# EXERCISE DETAILS:
Extract every line of the material below that contains the string "frond", and treat the match as case-sensitive.

# RECORDED DATA:
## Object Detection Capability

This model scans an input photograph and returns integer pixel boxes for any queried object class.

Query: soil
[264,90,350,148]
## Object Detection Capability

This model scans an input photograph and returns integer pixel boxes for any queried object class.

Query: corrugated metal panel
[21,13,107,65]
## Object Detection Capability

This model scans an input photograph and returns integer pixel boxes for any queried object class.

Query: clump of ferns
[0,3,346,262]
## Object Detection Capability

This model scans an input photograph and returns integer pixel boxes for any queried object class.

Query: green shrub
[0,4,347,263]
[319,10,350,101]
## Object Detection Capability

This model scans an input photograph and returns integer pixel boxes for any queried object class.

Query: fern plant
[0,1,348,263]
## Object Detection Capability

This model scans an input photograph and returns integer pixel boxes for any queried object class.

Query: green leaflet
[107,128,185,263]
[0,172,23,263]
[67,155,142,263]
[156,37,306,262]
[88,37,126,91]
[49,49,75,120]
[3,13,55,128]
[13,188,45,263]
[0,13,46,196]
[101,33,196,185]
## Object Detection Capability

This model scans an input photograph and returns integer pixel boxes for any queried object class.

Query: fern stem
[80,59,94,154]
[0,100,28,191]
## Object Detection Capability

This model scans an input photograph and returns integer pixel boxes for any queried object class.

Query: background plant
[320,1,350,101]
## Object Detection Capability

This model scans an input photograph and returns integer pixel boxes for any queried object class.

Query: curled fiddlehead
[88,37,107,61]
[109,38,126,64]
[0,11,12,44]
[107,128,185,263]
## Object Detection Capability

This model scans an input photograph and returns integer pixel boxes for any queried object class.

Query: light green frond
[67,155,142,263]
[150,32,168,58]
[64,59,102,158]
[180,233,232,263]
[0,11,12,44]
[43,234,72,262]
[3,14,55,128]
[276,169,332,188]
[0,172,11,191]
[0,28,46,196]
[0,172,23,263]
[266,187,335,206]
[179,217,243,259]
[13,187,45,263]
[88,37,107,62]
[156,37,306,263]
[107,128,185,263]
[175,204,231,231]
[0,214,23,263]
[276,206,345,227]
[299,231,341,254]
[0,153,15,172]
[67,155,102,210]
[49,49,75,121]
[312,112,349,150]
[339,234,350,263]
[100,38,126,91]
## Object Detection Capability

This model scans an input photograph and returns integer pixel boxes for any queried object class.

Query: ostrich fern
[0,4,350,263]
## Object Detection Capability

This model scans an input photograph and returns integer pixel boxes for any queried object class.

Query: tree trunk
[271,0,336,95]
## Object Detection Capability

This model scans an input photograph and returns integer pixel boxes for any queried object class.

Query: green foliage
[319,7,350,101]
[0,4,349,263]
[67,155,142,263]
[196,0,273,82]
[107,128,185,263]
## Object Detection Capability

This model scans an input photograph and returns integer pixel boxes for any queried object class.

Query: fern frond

# THE SOLUTION:
Query: light green frond
Query: fern frond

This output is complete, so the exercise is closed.